* _TASK STATEMENT_
Each entry that appears below should be restated word for word.
*** DATA FOR THIS TASK
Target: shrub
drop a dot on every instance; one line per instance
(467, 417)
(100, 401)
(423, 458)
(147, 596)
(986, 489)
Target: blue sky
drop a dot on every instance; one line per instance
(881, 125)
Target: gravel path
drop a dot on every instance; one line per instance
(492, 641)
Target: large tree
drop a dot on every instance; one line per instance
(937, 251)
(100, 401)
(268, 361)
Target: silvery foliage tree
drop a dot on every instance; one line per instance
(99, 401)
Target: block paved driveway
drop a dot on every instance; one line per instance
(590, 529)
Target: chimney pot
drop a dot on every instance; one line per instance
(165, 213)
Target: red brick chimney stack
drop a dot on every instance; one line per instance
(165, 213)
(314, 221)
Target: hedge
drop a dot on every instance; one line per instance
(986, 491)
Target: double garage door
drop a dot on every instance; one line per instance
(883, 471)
******
* _THE COMPLETED TASK_
Target: shrub
drop a dot on every instance; one line per instance
(467, 417)
(100, 401)
(423, 458)
(147, 596)
(986, 489)
Target: blue sky
drop a dot on every instance; one line per instance
(881, 125)
Target: gravel path
drop a dot on every instance; one line per instance
(492, 641)
Target: large tree
drop a dot on every instance; one line per instance
(937, 251)
(100, 401)
(268, 361)
Target: silvery foliage tree
drop a dot on every instance; one line per instance
(99, 401)
Target: block paved driveway
drop a dot on every instance; one line per instance
(590, 529)
Target: chimney pot
drop a dot on every instance; one line per instance
(165, 213)
Target: red brick chimney stack
drop a dot on every instance; one line per instance
(165, 213)
(314, 221)
Target: hedge
drop a dot on every instance; one line per instance
(986, 491)
Target: double garage door
drop a dot on every instance; one line per instance
(883, 471)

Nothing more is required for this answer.